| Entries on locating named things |
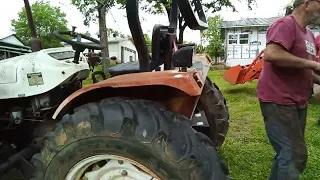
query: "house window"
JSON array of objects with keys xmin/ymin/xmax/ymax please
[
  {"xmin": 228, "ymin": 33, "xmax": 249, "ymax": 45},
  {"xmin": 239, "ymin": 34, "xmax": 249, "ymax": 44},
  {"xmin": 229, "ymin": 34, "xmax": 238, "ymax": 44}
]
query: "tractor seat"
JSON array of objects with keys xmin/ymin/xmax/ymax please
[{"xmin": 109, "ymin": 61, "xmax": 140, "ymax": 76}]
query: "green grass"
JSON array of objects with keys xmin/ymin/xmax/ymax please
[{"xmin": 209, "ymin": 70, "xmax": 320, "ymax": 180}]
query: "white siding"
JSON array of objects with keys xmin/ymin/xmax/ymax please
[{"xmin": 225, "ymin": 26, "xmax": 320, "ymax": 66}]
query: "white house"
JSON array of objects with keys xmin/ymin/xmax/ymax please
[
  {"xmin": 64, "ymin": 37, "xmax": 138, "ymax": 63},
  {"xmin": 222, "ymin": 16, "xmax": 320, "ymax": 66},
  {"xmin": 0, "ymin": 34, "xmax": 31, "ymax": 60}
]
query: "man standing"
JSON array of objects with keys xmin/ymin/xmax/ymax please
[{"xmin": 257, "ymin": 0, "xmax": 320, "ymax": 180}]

---

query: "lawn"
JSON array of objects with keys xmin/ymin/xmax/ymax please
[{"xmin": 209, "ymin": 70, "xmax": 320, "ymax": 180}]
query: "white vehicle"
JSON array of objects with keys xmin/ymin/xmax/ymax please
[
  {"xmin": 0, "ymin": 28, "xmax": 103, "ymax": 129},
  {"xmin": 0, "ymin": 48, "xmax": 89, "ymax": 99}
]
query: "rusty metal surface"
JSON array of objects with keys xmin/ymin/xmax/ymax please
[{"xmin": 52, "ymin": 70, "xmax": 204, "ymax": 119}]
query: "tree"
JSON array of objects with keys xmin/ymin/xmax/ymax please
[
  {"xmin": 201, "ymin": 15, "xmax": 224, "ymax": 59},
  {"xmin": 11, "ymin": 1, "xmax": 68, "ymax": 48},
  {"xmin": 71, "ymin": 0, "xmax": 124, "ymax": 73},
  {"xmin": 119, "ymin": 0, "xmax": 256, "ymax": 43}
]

| Requirements |
Count the lines above that contain the word "white" and give only that number.

| Solution to this task |
3